Stored items
- - - - - - -
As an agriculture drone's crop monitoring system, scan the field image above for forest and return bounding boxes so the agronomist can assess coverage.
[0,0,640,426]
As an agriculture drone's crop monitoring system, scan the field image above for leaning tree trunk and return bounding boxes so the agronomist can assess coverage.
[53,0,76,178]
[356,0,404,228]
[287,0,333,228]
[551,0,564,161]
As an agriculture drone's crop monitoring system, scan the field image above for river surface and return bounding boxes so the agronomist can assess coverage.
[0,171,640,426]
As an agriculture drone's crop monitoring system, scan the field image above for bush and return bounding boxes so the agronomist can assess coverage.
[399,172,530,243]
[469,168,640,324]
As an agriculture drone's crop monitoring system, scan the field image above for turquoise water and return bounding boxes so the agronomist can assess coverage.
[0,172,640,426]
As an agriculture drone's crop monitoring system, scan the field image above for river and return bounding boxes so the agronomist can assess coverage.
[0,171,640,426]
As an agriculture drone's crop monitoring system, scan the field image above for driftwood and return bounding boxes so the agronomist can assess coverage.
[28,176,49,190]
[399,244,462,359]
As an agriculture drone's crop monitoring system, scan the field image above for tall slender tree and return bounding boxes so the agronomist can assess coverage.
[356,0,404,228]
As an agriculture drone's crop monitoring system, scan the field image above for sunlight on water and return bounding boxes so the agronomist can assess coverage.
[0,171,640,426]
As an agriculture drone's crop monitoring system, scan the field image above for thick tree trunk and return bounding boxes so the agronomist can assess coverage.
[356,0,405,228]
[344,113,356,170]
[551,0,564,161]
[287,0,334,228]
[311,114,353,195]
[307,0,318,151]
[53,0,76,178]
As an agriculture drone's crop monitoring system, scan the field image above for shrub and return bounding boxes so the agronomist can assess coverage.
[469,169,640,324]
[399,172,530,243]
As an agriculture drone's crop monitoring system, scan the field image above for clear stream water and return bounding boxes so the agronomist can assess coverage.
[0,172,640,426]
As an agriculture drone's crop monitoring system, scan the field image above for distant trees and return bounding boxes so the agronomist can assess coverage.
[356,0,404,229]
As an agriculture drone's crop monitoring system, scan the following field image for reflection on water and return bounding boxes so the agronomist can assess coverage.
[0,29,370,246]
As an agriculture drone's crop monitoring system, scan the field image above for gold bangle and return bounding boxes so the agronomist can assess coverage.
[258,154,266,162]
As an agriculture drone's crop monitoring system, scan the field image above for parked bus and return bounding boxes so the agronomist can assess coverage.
- - - - - - -
▶ _Required task_: Swap every "agronomist" in the data above for "field technician" and leave all other text unchanged.

▶ _Response to the task_:
As an agriculture drone's crop monitoring system, scan the field image above for forest and return bounding boxes so the field technician can assess coverage.
[0,0,640,426]
As an agriculture drone's crop monitoring system, scan the field image above for leaning tree trunk and return bounding boxes so the field technician can assess coverage.
[53,0,76,178]
[356,0,404,228]
[287,0,333,228]
[551,0,564,161]
As an agriculture drone's crop monitoring system, scan the field image above for river surface and return bounding boxes so the field technician can assess coverage.
[0,171,640,426]
As an agriculture drone's crop monitoring system, scan the field image above for bush and return bounding boxes so the field technician can assess coverage.
[399,172,530,243]
[469,168,640,324]
As an agriculture drone's crop monitoring system, scan the field image above for turquoise water and return bounding boxes so the field technician can assess coverage.
[0,172,640,426]
As an agriculture drone's crop monitoring system, scan the field image above for river and return bounding boxes so the field technician can assess coverage.
[0,171,640,426]
As an agriculture drone's crop monitoring system, scan the field image above for driftwood and return bounding boxes so the field technician can assess coverage.
[28,176,49,190]
[399,244,462,359]
As an agriculture drone's crop monitoring system, scan the field image above for tall slender tree and return bounding boxes so the field technician can assess coverage.
[356,0,404,228]
As an agriculture drone's crop monitoring system, scan the field image above for sunlight on water and return bounding boxes so the field technician can assess coverage.
[0,171,640,426]
As an agriculture drone's crop monitoring system, scan the field image above for thick tree trunk and return bounding boxes so the field technician can assess coverage.
[356,0,405,228]
[344,113,356,170]
[551,0,564,161]
[287,0,334,228]
[311,114,353,195]
[307,0,318,151]
[53,0,76,178]
As an agriculture drone's crop monitoring system, scan the field image above for shrub and return bounding boxes so the field technician can assess coverage.
[469,169,640,324]
[399,172,530,243]
As an agriculture drone's crop monitoring system, scan the field image above for clear stream water and return bounding boxes so the field technician can assess coverage.
[0,172,640,426]
As an agriculture drone's crop monitoring system, scan the field image above for distant trees and return bounding boxes so the field technician can assess coverage.
[356,0,404,229]
As an agriculture drone's crop monitoring system, scan the following field image for reflection on water and return bounding boxes so the field technician can assess coverage.
[0,29,370,246]
As an agriculture drone's crop monitoring system, scan the field image above for gold bangle and return bounding boxes so the field technician can assess coverage.
[258,154,266,162]
As an agriculture drone's crop monitoring system, scan the field image above for parked bus and return bounding boxes so the field technician can assess coverage.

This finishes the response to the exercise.